Copy every line in the records below that contains the word "path".

Stored data entries
+---+

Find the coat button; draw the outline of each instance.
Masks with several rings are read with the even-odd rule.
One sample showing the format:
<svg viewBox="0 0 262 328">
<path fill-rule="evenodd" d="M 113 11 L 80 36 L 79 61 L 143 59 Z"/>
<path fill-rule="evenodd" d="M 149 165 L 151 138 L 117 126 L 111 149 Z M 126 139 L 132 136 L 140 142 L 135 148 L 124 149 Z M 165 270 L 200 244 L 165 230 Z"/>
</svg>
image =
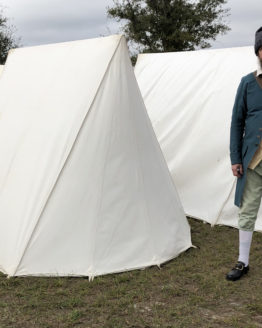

+---+

Response.
<path fill-rule="evenodd" d="M 113 11 L 80 36 L 79 61 L 143 59 Z"/>
<path fill-rule="evenodd" d="M 149 165 L 151 138 L 117 126 L 111 149 Z M 126 139 L 132 136 L 140 142 L 135 148 L 124 149 Z M 165 270 L 200 244 L 165 230 Z"/>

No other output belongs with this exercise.